= Beginning of Section =
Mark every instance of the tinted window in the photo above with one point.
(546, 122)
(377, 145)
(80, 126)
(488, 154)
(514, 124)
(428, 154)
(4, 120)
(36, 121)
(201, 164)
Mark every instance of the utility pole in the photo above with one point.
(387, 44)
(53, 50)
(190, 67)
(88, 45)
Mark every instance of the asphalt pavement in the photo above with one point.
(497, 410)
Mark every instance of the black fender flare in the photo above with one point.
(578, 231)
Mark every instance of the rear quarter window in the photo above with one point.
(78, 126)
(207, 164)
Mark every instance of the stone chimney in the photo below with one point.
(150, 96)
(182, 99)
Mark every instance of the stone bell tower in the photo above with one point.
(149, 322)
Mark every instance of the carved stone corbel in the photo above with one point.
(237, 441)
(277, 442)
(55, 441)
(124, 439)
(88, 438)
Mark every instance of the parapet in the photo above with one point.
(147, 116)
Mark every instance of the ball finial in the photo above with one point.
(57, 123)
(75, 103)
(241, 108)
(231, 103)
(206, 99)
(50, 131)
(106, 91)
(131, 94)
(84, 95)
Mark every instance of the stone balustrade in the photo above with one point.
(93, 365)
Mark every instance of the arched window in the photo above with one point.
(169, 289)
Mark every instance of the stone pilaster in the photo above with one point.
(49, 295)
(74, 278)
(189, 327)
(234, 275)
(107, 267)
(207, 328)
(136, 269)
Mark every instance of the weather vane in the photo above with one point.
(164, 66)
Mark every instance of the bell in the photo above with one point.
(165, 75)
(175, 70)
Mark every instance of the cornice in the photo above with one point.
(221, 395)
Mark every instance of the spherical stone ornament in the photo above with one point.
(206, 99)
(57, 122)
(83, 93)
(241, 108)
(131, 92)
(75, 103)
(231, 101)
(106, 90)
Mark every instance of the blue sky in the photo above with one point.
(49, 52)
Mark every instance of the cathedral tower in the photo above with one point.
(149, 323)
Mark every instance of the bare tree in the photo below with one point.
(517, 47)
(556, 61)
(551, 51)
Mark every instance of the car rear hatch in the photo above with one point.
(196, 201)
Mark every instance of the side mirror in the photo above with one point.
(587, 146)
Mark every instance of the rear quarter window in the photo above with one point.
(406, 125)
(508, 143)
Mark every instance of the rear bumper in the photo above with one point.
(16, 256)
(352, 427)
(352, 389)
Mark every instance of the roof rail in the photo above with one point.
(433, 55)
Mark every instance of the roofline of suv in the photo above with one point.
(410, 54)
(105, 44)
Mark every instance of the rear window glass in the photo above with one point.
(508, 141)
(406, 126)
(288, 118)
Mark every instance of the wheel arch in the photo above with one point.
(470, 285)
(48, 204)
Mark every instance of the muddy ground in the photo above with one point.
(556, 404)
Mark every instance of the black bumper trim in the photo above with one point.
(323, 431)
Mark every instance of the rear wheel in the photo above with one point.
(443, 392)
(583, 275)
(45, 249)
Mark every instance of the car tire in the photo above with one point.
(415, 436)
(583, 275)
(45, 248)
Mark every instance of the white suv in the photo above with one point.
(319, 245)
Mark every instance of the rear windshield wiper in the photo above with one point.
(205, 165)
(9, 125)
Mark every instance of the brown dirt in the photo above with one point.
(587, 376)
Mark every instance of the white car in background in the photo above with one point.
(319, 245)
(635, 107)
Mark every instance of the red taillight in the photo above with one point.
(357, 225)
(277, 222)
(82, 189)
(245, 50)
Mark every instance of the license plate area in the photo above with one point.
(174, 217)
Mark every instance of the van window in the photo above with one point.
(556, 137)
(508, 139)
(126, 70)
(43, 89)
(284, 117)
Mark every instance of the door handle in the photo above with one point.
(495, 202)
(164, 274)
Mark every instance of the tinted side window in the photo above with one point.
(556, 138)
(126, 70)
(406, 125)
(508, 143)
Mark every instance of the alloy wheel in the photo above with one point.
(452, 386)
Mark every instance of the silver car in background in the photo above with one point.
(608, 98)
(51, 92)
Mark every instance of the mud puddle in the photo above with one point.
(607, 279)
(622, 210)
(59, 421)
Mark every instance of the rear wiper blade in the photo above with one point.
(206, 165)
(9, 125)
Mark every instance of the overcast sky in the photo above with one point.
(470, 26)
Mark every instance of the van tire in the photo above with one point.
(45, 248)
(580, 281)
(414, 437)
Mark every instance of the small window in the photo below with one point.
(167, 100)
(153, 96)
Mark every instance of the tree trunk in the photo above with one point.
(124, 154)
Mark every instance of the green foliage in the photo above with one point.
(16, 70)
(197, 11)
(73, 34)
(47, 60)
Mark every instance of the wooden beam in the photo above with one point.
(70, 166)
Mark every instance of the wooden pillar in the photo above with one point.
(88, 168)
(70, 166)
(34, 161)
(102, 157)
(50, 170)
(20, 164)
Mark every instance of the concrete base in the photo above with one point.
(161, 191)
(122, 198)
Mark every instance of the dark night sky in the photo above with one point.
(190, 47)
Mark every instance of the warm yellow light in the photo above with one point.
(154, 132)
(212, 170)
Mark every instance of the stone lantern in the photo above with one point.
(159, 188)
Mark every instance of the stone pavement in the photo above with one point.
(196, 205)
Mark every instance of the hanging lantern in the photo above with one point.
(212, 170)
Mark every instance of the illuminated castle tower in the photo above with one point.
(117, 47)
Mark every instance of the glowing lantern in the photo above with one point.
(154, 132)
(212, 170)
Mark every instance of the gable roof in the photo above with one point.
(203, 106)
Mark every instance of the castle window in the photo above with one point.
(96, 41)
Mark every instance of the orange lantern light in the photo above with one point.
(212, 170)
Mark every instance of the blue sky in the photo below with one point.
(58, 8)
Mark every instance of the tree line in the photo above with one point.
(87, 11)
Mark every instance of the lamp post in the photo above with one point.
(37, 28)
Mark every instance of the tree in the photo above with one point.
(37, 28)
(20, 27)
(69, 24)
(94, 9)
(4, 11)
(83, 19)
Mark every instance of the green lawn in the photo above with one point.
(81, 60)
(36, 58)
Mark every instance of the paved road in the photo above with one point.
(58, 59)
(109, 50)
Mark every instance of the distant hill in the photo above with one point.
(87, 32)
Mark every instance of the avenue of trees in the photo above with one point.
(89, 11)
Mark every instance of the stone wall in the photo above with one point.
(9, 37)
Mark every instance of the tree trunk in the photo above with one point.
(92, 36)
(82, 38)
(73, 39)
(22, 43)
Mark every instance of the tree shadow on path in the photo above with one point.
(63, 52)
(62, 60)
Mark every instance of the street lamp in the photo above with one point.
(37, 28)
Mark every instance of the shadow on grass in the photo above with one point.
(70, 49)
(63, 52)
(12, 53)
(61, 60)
= End of Section =
PROBLEM DESCRIPTION:
The whole listing needs repeating. Match each line exactly.

TASK RESPONSE:
Mark every instance of the tinted window in the photo above with one point.
(546, 122)
(377, 145)
(80, 126)
(488, 154)
(514, 124)
(428, 154)
(4, 120)
(36, 121)
(201, 164)
Mark every instance of the utility pole in the photo above with one point.
(387, 44)
(53, 50)
(190, 67)
(88, 45)
Mark every instance of the asphalt pavement in the photo above with one point.
(497, 410)
Mark every instance of the black fender flare in the photo above with one point.
(578, 231)
Mark every instance of the rear quarter window in the photo above with one point.
(78, 126)
(207, 164)
Mark every instance of the stone chimney in the photo below with one point.
(150, 96)
(182, 99)
Mark every instance of the stone bell tower in the photo above with one point.
(149, 322)
Mark every instance of the carved stone corbel in the photo above with one point.
(237, 441)
(277, 442)
(55, 441)
(124, 439)
(88, 438)
Mark every instance of the parapet in the photo above with one point.
(147, 116)
Mark every instance of the ball finial in the photo above with one point.
(57, 123)
(75, 103)
(241, 108)
(231, 103)
(206, 99)
(50, 131)
(106, 91)
(131, 94)
(84, 95)
Mark every instance of the stone balustrade in the photo above with one point.
(93, 365)
Mark every instance of the arched window in the photo above with one point.
(169, 289)
Mark every instance of the stone pilaster in the photo above with one point.
(49, 295)
(74, 278)
(189, 327)
(234, 275)
(107, 267)
(207, 328)
(136, 269)
Mark every instance of the weather vane in the photo above with one point.
(164, 66)
Mark every instance of the bell in the photo above with one point.
(165, 75)
(175, 70)
Mark every instance of the cornice in the photo above with one point.
(221, 395)
Mark every instance of the spherical stone ornament in the photo above with one point.
(206, 99)
(57, 122)
(83, 93)
(241, 108)
(131, 92)
(75, 103)
(231, 101)
(106, 90)
Mark every instance of the blue sky in the photo above with one point.
(49, 52)
Mark every instance of the cathedral tower in the photo above with one point.
(149, 323)
Mark every instance of the bare tree in the photo below with one point.
(517, 47)
(556, 61)
(551, 51)
Mark every instance of the car rear hatch in the photo above with one point.
(196, 201)
Mark every instance of the side mirror in the photo above with one point.
(587, 146)
Mark every instance of the rear quarter window in the photo above with one point.
(406, 125)
(508, 143)
Mark every instance of the rear bumper in the photo above with one point.
(16, 256)
(352, 427)
(352, 389)
Mark every instance of the roof rail in the photo above with one point.
(433, 55)
Mark every instance of the roofline of suv in the photo above with one point.
(410, 54)
(105, 44)
Mark every instance of the rear window glass in the photo above with one point.
(508, 141)
(406, 126)
(288, 118)
Mark every instance of the wheel arch in the photo above with one point.
(470, 285)
(48, 204)
Mark every instance of the muddy ground in the photo above with one point.
(556, 404)
Mark every instance of the black bumper trim in the photo above with one point.
(323, 431)
Mark every instance of the rear wheel in the photo above with one point.
(443, 392)
(583, 275)
(45, 249)
Mark every instance of the car tire in the photo above with one point.
(415, 436)
(583, 275)
(45, 248)
Mark every instance of the white suv in the photo above with one point.
(319, 245)
Mark every instance of the rear windshield wiper in the photo above with one point.
(205, 165)
(9, 125)
Mark every instance of the brown dirt in the photo above with one point.
(587, 376)
Mark every instance of the white car in background in the photo above with one point.
(319, 245)
(635, 107)
Mark every instance of the red taillight in the photo above with one point.
(357, 225)
(277, 222)
(82, 189)
(245, 50)
Mark every instance of the license plate area in the photo above with one point.
(174, 217)
Mark every instance of the van window in the photo above with one point.
(556, 137)
(508, 139)
(126, 70)
(43, 89)
(284, 117)
Mark every instance of the door handle in the photo above with one point.
(495, 202)
(164, 274)
Mark every instance of the tinted side window in the photo above with one point.
(556, 138)
(126, 70)
(406, 125)
(508, 143)
Mark every instance of the alloy wheel in the photo above with one point.
(452, 386)
Mark every instance of the silver car in background in the photo above with one point.
(608, 98)
(51, 92)
Mark every instance of the mud puddle in the photo above with one point.
(607, 279)
(622, 210)
(59, 421)
Mark every instance of the rear wiper blade in the photo above with one point.
(206, 165)
(9, 125)
Mark every instance of the overcast sky in the photo above with one point.
(470, 26)
Mark every instance of the van tire in the photo above with one point.
(45, 248)
(580, 281)
(414, 437)
Mark every instance of the small window in the photo below with one point.
(167, 100)
(153, 96)
Mark every instance of the tree trunk in the photo above with one point.
(124, 154)
Mark every instance of the green foliage in the photo above with one point.
(16, 70)
(197, 11)
(73, 34)
(47, 60)
Mark every instance of the wooden beam in the photo above with one point.
(70, 166)
Mark every instance of the wooden pillar in the photo above with one point.
(88, 168)
(70, 166)
(34, 161)
(102, 157)
(50, 170)
(20, 164)
Mark every instance of the concrete base in the photo above with one point.
(161, 191)
(122, 198)
Mark every instance of the dark night sky in the photo above with one point.
(190, 47)
Mark every instance of the warm yellow light in the photo above with one point.
(154, 132)
(212, 170)
Mark every instance of the stone lantern in the photo above with one point.
(159, 188)
Mark every instance of the stone pavement in the photo above with one point.
(196, 205)
Mark every instance of the hanging lantern in the photo above with one point.
(212, 170)
Mark every instance of the illuminated castle tower in the photo above with one point.
(117, 47)
Mark every instance of the glowing lantern in the photo above with one point.
(154, 132)
(212, 170)
Mark every instance of the gable roof in the photo above with one point.
(203, 106)
Mark every instance of the castle window in the photo above with one point.
(96, 41)
Mark every instance of the orange lantern light in the photo above with one point.
(212, 170)
Mark every instance of the blue sky in the photo below with one point.
(58, 8)
Mark every instance of the tree line in the photo above with one point.
(87, 11)
Mark every instance of the lamp post in the photo above with one point.
(37, 28)
Mark every instance of the tree in the photo above with one point.
(37, 28)
(20, 27)
(69, 24)
(94, 9)
(4, 11)
(83, 19)
Mark every instance of the green lawn in the photo above with one point.
(81, 60)
(36, 58)
Mark every instance of the paved road in the photo above with one point.
(58, 59)
(109, 50)
Mark every instance of the distant hill in the photo above with one point.
(87, 32)
Mark every instance of the avenue of trees in the photo above with one point.
(89, 11)
Mark every instance of the stone wall in the photo above with one point.
(9, 37)
Mark every instance of the tree trunk in the photo above with one point.
(92, 36)
(82, 38)
(73, 39)
(22, 43)
Mark every instance of the tree shadow on path in the photo above with one point.
(63, 52)
(62, 60)
Mark every instance of the street lamp in the photo above with one point.
(37, 28)
Mark every instance of the shadow on grass in the photo above with one point.
(70, 49)
(63, 52)
(12, 53)
(61, 60)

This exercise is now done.